> TO DO
Please change "bounding boxes" to "box coordinates" in the material from the line with "Locate the field" to the line with "top-left (552, 270), bottom-right (626, 414)", keeping everything else the same. Leave the pictures out of your answer.

> SOURCE DATA
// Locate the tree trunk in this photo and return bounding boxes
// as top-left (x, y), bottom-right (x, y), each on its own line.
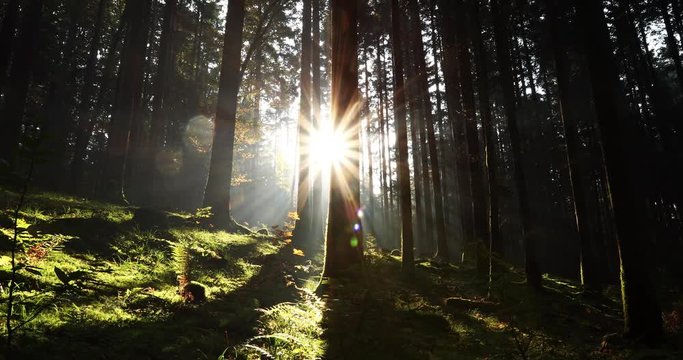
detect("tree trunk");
top-left (471, 0), bottom-right (503, 277)
top-left (375, 36), bottom-right (392, 247)
top-left (391, 0), bottom-right (415, 275)
top-left (204, 0), bottom-right (245, 229)
top-left (491, 0), bottom-right (542, 289)
top-left (0, 0), bottom-right (43, 167)
top-left (323, 0), bottom-right (364, 277)
top-left (143, 0), bottom-right (178, 204)
top-left (105, 0), bottom-right (151, 202)
top-left (576, 0), bottom-right (663, 343)
top-left (0, 0), bottom-right (19, 95)
top-left (658, 0), bottom-right (683, 91)
top-left (455, 0), bottom-right (489, 273)
top-left (545, 0), bottom-right (605, 290)
top-left (37, 0), bottom-right (83, 190)
top-left (71, 8), bottom-right (130, 194)
top-left (311, 0), bottom-right (325, 245)
top-left (439, 0), bottom-right (475, 259)
top-left (408, 0), bottom-right (449, 261)
top-left (69, 0), bottom-right (108, 193)
top-left (294, 0), bottom-right (316, 248)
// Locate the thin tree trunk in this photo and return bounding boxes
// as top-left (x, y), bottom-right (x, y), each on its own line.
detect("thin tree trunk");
top-left (471, 0), bottom-right (503, 278)
top-left (408, 0), bottom-right (449, 261)
top-left (0, 0), bottom-right (43, 167)
top-left (204, 0), bottom-right (244, 228)
top-left (323, 0), bottom-right (364, 276)
top-left (294, 0), bottom-right (315, 247)
top-left (576, 0), bottom-right (663, 343)
top-left (545, 0), bottom-right (604, 290)
top-left (143, 0), bottom-right (178, 204)
top-left (71, 5), bottom-right (129, 193)
top-left (439, 0), bottom-right (475, 259)
top-left (491, 0), bottom-right (542, 289)
top-left (455, 0), bottom-right (489, 273)
top-left (658, 0), bottom-right (683, 91)
top-left (311, 0), bottom-right (324, 241)
top-left (391, 0), bottom-right (415, 275)
top-left (105, 0), bottom-right (151, 202)
top-left (0, 0), bottom-right (19, 95)
top-left (69, 0), bottom-right (108, 193)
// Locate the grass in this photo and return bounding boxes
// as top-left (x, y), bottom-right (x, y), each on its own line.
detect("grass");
top-left (0, 191), bottom-right (314, 359)
top-left (0, 190), bottom-right (683, 359)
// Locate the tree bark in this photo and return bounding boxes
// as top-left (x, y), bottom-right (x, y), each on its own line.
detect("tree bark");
top-left (0, 0), bottom-right (19, 95)
top-left (143, 0), bottom-right (178, 204)
top-left (69, 0), bottom-right (108, 193)
top-left (491, 0), bottom-right (542, 289)
top-left (293, 0), bottom-right (316, 247)
top-left (391, 0), bottom-right (415, 275)
top-left (658, 0), bottom-right (683, 91)
top-left (0, 0), bottom-right (43, 167)
top-left (105, 0), bottom-right (151, 202)
top-left (204, 0), bottom-right (245, 229)
top-left (439, 0), bottom-right (475, 259)
top-left (471, 0), bottom-right (503, 277)
top-left (323, 0), bottom-right (364, 277)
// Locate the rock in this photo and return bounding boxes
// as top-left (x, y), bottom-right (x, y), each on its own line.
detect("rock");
top-left (0, 212), bottom-right (14, 229)
top-left (132, 208), bottom-right (169, 230)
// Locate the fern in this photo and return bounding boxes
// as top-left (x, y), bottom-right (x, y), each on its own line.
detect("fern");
top-left (173, 239), bottom-right (192, 288)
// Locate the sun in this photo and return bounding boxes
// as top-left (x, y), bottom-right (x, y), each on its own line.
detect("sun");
top-left (308, 126), bottom-right (351, 169)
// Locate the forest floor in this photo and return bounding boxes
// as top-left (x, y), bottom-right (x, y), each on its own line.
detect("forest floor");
top-left (0, 189), bottom-right (683, 359)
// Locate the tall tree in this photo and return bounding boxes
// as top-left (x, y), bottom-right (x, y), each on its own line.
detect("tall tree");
top-left (204, 0), bottom-right (244, 228)
top-left (311, 0), bottom-right (324, 243)
top-left (323, 0), bottom-right (364, 276)
top-left (0, 0), bottom-right (43, 165)
top-left (468, 0), bottom-right (503, 275)
top-left (438, 0), bottom-right (474, 256)
top-left (104, 0), bottom-right (151, 201)
top-left (144, 0), bottom-right (178, 203)
top-left (576, 0), bottom-right (663, 342)
top-left (454, 0), bottom-right (488, 272)
top-left (545, 0), bottom-right (602, 290)
top-left (294, 0), bottom-right (315, 246)
top-left (391, 0), bottom-right (415, 274)
top-left (69, 0), bottom-right (108, 192)
top-left (657, 0), bottom-right (683, 91)
top-left (491, 0), bottom-right (542, 289)
top-left (0, 0), bottom-right (19, 94)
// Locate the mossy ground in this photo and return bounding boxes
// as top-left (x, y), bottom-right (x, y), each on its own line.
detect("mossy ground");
top-left (0, 190), bottom-right (683, 359)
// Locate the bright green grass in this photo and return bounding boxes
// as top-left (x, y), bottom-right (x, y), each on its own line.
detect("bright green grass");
top-left (0, 191), bottom-right (292, 359)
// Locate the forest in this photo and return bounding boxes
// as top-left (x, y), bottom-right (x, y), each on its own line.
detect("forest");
top-left (0, 0), bottom-right (683, 360)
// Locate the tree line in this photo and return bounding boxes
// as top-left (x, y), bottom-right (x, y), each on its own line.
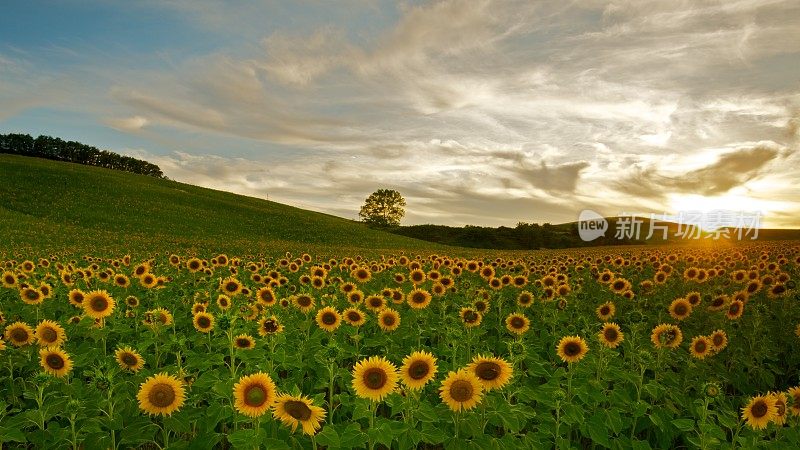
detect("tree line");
top-left (0, 133), bottom-right (164, 178)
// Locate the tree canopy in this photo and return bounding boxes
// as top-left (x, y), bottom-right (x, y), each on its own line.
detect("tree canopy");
top-left (0, 133), bottom-right (164, 178)
top-left (358, 189), bottom-right (406, 227)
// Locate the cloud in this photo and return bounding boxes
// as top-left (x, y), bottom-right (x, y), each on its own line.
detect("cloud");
top-left (615, 142), bottom-right (786, 198)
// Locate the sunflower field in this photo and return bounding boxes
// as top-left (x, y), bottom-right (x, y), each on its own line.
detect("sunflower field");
top-left (0, 242), bottom-right (800, 450)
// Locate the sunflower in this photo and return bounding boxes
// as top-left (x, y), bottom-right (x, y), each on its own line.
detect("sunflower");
top-left (258, 316), bottom-right (283, 336)
top-left (378, 308), bottom-right (400, 331)
top-left (650, 323), bottom-right (683, 348)
top-left (5, 322), bottom-right (34, 347)
top-left (597, 322), bottom-right (625, 348)
top-left (556, 336), bottom-right (589, 363)
top-left (233, 334), bottom-right (256, 350)
top-left (350, 267), bottom-right (372, 283)
top-left (342, 308), bottom-right (367, 327)
top-left (317, 308), bottom-right (340, 332)
top-left (219, 277), bottom-right (242, 297)
top-left (669, 298), bottom-right (692, 320)
top-left (364, 295), bottom-right (386, 312)
top-left (347, 289), bottom-right (364, 305)
top-left (517, 291), bottom-right (533, 308)
top-left (725, 300), bottom-right (744, 320)
top-left (406, 289), bottom-right (432, 309)
top-left (689, 336), bottom-right (714, 359)
top-left (408, 269), bottom-right (428, 286)
top-left (787, 386), bottom-right (800, 416)
top-left (136, 373), bottom-right (186, 416)
top-left (767, 392), bottom-right (787, 426)
top-left (506, 313), bottom-right (531, 336)
top-left (400, 351), bottom-right (437, 389)
top-left (353, 356), bottom-right (398, 401)
top-left (19, 287), bottom-right (44, 305)
top-left (217, 294), bottom-right (231, 311)
top-left (293, 294), bottom-right (315, 314)
top-left (233, 372), bottom-right (277, 418)
top-left (186, 258), bottom-right (203, 273)
top-left (2, 271), bottom-right (17, 288)
top-left (467, 355), bottom-right (514, 392)
top-left (114, 347), bottom-right (144, 372)
top-left (36, 320), bottom-right (67, 347)
top-left (192, 312), bottom-right (214, 333)
top-left (439, 369), bottom-right (482, 412)
top-left (39, 347), bottom-right (72, 377)
top-left (139, 272), bottom-right (158, 289)
top-left (595, 302), bottom-right (617, 322)
top-left (125, 295), bottom-right (139, 308)
top-left (458, 307), bottom-right (483, 328)
top-left (81, 291), bottom-right (115, 319)
top-left (709, 330), bottom-right (728, 353)
top-left (256, 286), bottom-right (278, 306)
top-left (272, 394), bottom-right (325, 436)
top-left (742, 395), bottom-right (778, 430)
top-left (145, 308), bottom-right (174, 327)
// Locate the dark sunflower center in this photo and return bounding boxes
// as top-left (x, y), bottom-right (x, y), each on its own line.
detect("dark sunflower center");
top-left (382, 314), bottom-right (395, 327)
top-left (564, 342), bottom-right (581, 356)
top-left (147, 383), bottom-right (176, 408)
top-left (11, 328), bottom-right (28, 342)
top-left (694, 341), bottom-right (708, 353)
top-left (89, 297), bottom-right (108, 312)
top-left (244, 384), bottom-right (267, 408)
top-left (41, 327), bottom-right (58, 342)
top-left (450, 380), bottom-right (474, 402)
top-left (603, 328), bottom-right (619, 342)
top-left (475, 361), bottom-right (500, 381)
top-left (264, 319), bottom-right (278, 333)
top-left (283, 400), bottom-right (311, 422)
top-left (45, 353), bottom-right (65, 370)
top-left (120, 352), bottom-right (139, 367)
top-left (408, 361), bottom-right (431, 380)
top-left (362, 368), bottom-right (389, 390)
top-left (322, 312), bottom-right (336, 325)
top-left (750, 400), bottom-right (769, 419)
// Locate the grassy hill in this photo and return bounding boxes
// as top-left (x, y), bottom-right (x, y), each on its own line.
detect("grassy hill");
top-left (0, 155), bottom-right (438, 253)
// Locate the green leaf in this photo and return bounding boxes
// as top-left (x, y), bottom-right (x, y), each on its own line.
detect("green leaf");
top-left (587, 411), bottom-right (611, 447)
top-left (672, 419), bottom-right (694, 431)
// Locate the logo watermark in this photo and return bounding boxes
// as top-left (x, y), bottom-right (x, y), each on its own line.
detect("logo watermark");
top-left (578, 209), bottom-right (608, 242)
top-left (578, 209), bottom-right (762, 242)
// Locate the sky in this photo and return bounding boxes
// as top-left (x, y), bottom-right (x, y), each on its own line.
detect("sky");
top-left (0, 0), bottom-right (800, 227)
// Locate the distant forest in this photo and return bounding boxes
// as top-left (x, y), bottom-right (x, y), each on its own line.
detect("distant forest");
top-left (0, 133), bottom-right (164, 178)
top-left (385, 220), bottom-right (644, 250)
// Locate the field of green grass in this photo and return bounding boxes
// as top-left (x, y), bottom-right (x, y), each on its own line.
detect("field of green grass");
top-left (0, 155), bottom-right (440, 252)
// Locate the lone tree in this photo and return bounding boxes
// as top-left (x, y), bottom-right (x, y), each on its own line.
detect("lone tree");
top-left (358, 189), bottom-right (406, 227)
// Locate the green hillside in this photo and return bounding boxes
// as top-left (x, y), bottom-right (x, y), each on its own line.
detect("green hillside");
top-left (0, 155), bottom-right (437, 253)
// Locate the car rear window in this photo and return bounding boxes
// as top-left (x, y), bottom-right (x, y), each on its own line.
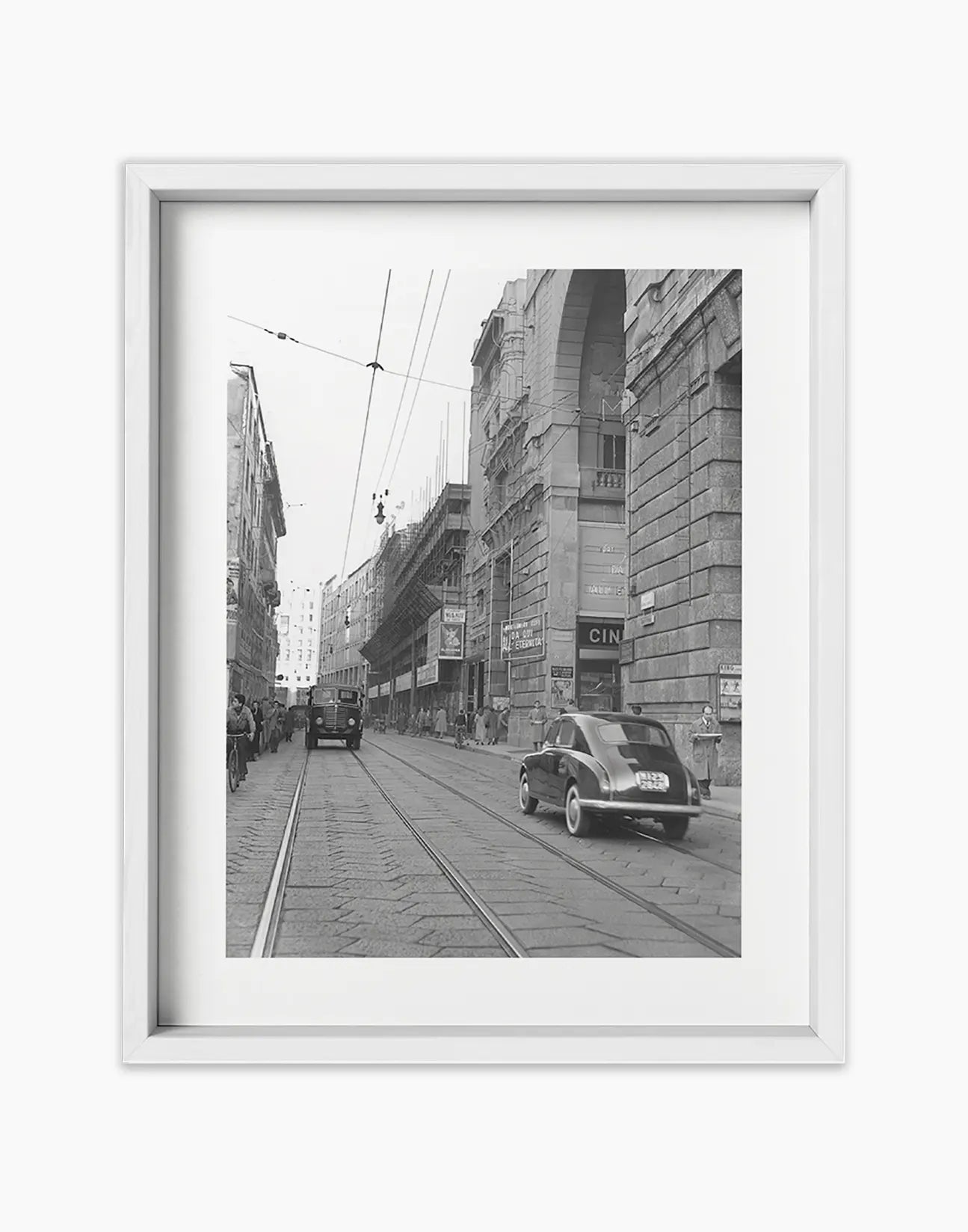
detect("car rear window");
top-left (599, 722), bottom-right (671, 749)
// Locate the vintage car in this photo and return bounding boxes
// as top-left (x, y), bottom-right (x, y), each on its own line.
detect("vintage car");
top-left (519, 712), bottom-right (700, 839)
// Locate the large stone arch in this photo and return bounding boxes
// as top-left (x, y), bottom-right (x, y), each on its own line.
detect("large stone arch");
top-left (552, 270), bottom-right (626, 414)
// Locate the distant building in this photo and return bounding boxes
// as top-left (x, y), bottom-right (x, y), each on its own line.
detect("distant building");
top-left (276, 582), bottom-right (323, 706)
top-left (361, 483), bottom-right (470, 722)
top-left (226, 363), bottom-right (286, 700)
top-left (318, 558), bottom-right (376, 694)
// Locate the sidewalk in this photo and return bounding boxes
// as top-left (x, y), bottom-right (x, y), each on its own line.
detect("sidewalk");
top-left (468, 743), bottom-right (742, 822)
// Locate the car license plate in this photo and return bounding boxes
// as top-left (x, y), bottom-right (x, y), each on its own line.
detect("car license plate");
top-left (635, 770), bottom-right (669, 791)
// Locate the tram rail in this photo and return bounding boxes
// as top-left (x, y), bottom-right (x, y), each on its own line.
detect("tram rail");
top-left (354, 742), bottom-right (740, 958)
top-left (372, 742), bottom-right (742, 877)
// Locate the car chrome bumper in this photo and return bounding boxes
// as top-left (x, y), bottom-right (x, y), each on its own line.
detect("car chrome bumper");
top-left (579, 800), bottom-right (702, 817)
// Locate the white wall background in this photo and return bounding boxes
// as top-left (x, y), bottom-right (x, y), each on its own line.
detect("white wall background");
top-left (0, 0), bottom-right (968, 1230)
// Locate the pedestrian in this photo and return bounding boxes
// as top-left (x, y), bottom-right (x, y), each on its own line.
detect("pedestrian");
top-left (487, 702), bottom-right (498, 744)
top-left (226, 694), bottom-right (255, 782)
top-left (528, 701), bottom-right (547, 753)
top-left (259, 697), bottom-right (276, 753)
top-left (688, 705), bottom-right (723, 800)
top-left (251, 701), bottom-right (262, 761)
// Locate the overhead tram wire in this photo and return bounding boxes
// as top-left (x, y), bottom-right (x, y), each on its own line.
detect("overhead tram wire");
top-left (376, 270), bottom-right (434, 492)
top-left (335, 270), bottom-right (393, 584)
top-left (386, 270), bottom-right (448, 488)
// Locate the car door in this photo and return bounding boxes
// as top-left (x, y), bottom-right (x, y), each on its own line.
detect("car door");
top-left (543, 718), bottom-right (575, 808)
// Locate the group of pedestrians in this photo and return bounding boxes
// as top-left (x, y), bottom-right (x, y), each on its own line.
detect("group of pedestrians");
top-left (226, 694), bottom-right (295, 782)
top-left (410, 706), bottom-right (447, 740)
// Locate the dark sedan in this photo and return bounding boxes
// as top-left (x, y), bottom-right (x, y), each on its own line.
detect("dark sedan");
top-left (520, 713), bottom-right (700, 839)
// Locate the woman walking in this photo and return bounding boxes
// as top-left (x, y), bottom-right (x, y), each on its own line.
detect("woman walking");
top-left (528, 701), bottom-right (546, 753)
top-left (688, 706), bottom-right (723, 800)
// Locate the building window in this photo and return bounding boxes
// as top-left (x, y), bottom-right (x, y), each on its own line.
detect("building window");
top-left (601, 432), bottom-right (626, 471)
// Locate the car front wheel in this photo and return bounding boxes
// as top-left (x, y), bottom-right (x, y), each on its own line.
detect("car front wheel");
top-left (517, 774), bottom-right (538, 813)
top-left (565, 783), bottom-right (591, 839)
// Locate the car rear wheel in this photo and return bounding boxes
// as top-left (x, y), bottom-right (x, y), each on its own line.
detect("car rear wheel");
top-left (565, 783), bottom-right (591, 839)
top-left (517, 771), bottom-right (538, 813)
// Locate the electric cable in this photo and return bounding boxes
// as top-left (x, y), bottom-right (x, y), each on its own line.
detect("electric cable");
top-left (386, 270), bottom-right (448, 488)
top-left (376, 270), bottom-right (434, 492)
top-left (341, 270), bottom-right (393, 578)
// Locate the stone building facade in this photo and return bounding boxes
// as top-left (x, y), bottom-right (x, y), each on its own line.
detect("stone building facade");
top-left (319, 557), bottom-right (376, 696)
top-left (623, 270), bottom-right (742, 783)
top-left (468, 270), bottom-right (627, 744)
top-left (362, 483), bottom-right (470, 723)
top-left (226, 363), bottom-right (286, 700)
top-left (276, 582), bottom-right (323, 706)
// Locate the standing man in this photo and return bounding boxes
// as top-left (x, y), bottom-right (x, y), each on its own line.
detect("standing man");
top-left (688, 706), bottom-right (723, 800)
top-left (251, 701), bottom-right (262, 761)
top-left (226, 694), bottom-right (255, 782)
top-left (528, 701), bottom-right (546, 753)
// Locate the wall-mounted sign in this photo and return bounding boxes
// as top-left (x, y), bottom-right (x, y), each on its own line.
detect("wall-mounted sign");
top-left (552, 663), bottom-right (575, 706)
top-left (502, 616), bottom-right (544, 659)
top-left (439, 620), bottom-right (464, 659)
top-left (578, 523), bottom-right (628, 616)
top-left (416, 659), bottom-right (440, 689)
top-left (578, 620), bottom-right (624, 650)
top-left (717, 663), bottom-right (742, 723)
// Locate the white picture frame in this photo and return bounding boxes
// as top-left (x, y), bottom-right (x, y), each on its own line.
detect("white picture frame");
top-left (122, 163), bottom-right (845, 1063)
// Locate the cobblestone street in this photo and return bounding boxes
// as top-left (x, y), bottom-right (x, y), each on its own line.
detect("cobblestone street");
top-left (226, 733), bottom-right (740, 957)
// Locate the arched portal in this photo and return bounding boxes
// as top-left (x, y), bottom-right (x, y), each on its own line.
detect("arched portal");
top-left (550, 270), bottom-right (628, 709)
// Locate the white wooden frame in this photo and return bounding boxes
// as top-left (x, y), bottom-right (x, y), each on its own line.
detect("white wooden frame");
top-left (122, 163), bottom-right (845, 1063)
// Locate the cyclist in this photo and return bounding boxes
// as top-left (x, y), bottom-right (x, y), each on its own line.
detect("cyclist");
top-left (226, 694), bottom-right (255, 782)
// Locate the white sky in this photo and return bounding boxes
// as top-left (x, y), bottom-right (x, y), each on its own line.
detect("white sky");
top-left (228, 262), bottom-right (525, 589)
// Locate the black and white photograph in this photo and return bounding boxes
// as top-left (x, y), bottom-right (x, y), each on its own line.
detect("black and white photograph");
top-left (226, 264), bottom-right (742, 958)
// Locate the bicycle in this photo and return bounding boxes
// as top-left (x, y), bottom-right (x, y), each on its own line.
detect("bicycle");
top-left (226, 732), bottom-right (247, 791)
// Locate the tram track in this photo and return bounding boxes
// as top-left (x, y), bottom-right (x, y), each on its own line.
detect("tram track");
top-left (354, 742), bottom-right (740, 958)
top-left (369, 740), bottom-right (742, 877)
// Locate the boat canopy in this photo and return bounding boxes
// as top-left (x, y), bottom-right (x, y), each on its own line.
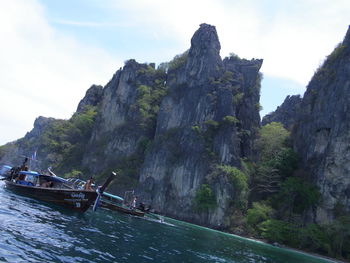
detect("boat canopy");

> SOLUTION BELOW
// Locate the field of green grass in this photo and return box coordinates
// as top-left (x, y), bottom-right (x, y), each on its own line.
detect("field of green grass");
top-left (0, 155), bottom-right (440, 252)
// Locate the lone tree in this photo and return box coordinates
// as top-left (x, y), bottom-right (x, y), each on its own line.
detect("lone tree");
top-left (358, 189), bottom-right (406, 227)
// Locate the green hillside in this photo and return box coordinates
// as top-left (x, y), bottom-right (x, y), each on its own line.
detect("green hillside");
top-left (0, 155), bottom-right (437, 253)
// Locate the car rear window in this photo and return box coordinates
// as top-left (x, y), bottom-right (x, y), each on its own line.
detect("car rear window");
top-left (599, 722), bottom-right (671, 749)
// Locate the vintage car in this photo and return box coordinates
// as top-left (x, y), bottom-right (x, y), each on its own line.
detect("vintage car");
top-left (519, 712), bottom-right (700, 839)
// Locate the large stone arch in this photo and return box coordinates
// as top-left (x, y), bottom-right (x, y), each on its own line.
detect("large stone arch");
top-left (552, 270), bottom-right (626, 414)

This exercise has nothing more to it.